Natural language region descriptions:
_ _ _ _
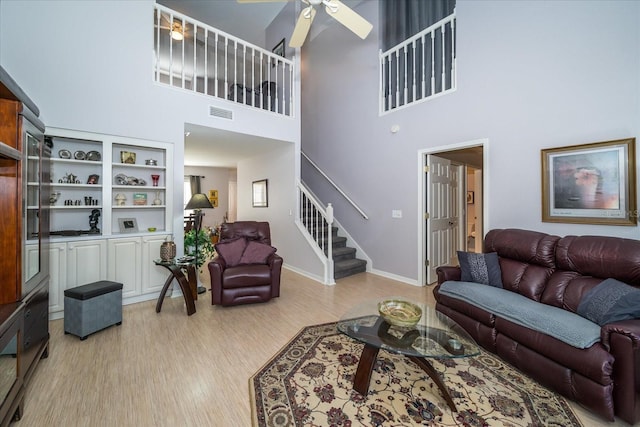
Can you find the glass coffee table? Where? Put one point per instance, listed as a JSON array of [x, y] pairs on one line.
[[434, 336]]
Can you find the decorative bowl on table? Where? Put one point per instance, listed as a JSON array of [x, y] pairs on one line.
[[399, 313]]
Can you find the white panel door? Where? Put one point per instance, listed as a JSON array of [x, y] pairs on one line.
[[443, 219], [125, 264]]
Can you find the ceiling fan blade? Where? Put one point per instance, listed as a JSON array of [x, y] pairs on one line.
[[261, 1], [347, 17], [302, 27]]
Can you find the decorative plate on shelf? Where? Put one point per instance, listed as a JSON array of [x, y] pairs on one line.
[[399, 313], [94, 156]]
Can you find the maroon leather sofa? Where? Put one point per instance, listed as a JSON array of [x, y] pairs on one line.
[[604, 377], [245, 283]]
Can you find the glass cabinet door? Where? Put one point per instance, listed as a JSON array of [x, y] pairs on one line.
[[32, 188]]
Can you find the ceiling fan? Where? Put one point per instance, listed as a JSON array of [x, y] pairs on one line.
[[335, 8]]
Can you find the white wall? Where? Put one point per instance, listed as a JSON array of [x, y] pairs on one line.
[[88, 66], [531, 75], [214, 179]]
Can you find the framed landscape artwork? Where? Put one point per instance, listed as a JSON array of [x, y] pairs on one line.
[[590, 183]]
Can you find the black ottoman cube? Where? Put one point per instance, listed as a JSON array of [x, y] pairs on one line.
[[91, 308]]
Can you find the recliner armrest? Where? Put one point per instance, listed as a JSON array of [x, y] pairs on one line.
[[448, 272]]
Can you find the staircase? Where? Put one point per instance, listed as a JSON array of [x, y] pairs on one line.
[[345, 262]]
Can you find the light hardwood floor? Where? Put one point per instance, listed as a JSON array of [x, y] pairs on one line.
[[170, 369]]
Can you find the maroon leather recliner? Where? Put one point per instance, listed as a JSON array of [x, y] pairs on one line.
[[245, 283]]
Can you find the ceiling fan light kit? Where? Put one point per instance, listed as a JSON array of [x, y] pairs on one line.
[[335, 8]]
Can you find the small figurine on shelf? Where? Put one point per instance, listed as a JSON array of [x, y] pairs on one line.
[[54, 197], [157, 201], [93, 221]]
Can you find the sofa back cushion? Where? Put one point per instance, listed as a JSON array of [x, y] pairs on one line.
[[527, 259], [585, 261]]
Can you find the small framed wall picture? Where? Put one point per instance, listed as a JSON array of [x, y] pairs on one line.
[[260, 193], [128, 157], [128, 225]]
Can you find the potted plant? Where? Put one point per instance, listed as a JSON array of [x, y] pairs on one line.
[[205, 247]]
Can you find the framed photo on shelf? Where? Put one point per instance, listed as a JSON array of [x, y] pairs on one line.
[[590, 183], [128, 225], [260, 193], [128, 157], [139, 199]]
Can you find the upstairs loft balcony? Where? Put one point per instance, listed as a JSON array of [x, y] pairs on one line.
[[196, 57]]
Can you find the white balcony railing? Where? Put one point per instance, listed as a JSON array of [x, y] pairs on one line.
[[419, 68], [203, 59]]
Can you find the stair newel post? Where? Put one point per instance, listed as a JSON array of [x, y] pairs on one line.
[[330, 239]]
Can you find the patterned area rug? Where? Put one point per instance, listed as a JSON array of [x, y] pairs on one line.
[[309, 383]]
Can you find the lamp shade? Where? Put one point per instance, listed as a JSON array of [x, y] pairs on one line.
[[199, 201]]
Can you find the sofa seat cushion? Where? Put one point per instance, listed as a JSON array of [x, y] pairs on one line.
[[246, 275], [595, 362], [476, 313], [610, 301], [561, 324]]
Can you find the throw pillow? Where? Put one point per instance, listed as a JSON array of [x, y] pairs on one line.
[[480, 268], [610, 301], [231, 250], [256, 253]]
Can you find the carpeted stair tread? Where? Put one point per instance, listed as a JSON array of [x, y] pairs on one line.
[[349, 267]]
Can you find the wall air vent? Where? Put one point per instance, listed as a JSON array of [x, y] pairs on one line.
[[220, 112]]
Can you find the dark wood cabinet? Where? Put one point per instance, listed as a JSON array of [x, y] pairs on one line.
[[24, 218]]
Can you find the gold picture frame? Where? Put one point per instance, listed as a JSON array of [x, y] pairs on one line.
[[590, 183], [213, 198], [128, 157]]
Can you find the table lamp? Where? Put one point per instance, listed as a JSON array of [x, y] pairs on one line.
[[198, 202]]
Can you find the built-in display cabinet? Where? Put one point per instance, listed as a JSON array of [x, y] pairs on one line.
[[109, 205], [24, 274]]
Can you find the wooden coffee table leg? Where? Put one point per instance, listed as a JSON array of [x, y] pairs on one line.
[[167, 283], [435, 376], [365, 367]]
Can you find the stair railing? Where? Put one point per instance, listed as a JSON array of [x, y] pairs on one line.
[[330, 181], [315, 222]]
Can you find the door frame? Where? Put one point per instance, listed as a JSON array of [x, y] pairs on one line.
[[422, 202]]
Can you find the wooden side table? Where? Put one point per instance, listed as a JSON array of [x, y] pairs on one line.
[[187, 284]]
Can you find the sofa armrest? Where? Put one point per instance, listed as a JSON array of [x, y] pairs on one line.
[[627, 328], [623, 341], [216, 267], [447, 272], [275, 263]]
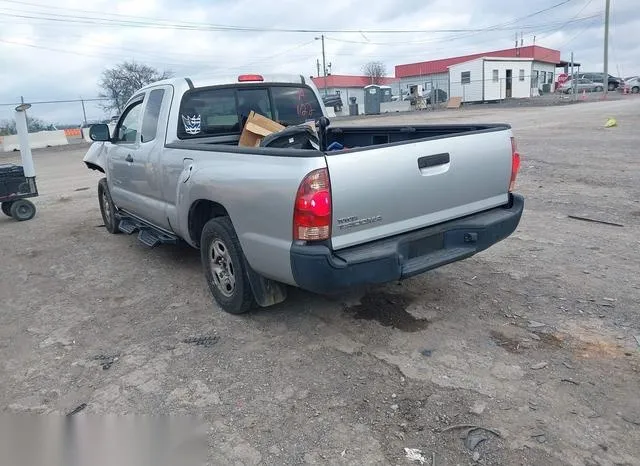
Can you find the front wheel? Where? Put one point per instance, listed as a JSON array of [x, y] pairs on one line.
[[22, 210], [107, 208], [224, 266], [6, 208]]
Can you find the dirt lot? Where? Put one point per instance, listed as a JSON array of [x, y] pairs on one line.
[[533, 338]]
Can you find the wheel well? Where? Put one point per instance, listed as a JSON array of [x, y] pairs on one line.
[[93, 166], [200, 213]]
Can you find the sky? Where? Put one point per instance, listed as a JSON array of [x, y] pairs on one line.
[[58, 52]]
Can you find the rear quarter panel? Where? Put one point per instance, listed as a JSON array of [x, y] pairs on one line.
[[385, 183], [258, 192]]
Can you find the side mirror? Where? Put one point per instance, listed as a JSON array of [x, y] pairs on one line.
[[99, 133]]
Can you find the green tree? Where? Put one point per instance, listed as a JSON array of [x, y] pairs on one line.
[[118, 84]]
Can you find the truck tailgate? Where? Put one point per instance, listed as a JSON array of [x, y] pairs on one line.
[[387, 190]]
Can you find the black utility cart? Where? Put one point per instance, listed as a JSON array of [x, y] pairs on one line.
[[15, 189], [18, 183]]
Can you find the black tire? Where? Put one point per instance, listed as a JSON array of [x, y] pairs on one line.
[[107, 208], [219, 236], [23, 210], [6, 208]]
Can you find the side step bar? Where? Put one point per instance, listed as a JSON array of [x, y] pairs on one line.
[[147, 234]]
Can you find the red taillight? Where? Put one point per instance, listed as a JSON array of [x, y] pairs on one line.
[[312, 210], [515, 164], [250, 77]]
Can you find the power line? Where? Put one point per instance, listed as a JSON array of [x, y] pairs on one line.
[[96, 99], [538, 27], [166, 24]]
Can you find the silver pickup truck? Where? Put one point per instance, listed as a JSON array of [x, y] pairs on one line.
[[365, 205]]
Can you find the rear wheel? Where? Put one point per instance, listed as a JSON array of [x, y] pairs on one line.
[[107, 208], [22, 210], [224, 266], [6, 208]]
_ _ _ _
## [GOAL OF THE EXERCISE]
Every line from the one containing "Can you find the truck" through the last line of the entries must be written out verbatim, and no other line.

## [RESULT OF THE TASK]
Can you find the truck tailgate? Where? Put one point per instance, listed as a JSON array of [x, y] pairs on one line.
[[387, 190]]
Can you find the black utility cart? Where? Put one point per instance, listed as a JSON array of [x, y] pairs on one line.
[[15, 189], [18, 183]]
Can you find the black tire? Where? Put one point per instance, listed as a JSON array of [x, y] pairs on one line.
[[107, 208], [219, 236], [23, 210], [6, 208]]
Can you find the side step bar? Where? Put one point per instance, listed as a JSON array of [x, y] pairs on one line.
[[147, 234]]
Can you find the red taillight? Where? Put one point per instance, listed as a JSON array of [x, y] pairs on one line.
[[312, 210], [515, 164], [250, 77]]
Can you find the power line? Where? Put one point per instance, listed as a JSON array of [x, y] pairs on one line.
[[96, 99], [538, 27], [166, 24]]
Can you find the silver pickup truck? Where? Put one point per instance, listed as a JSON array of [x, y] pairs on one line.
[[365, 205]]
Can you find the rear wheel? Where? Put one point per instance, listed as a JSON array of [x, y] pairs on one line.
[[107, 208], [22, 210], [224, 266], [6, 208]]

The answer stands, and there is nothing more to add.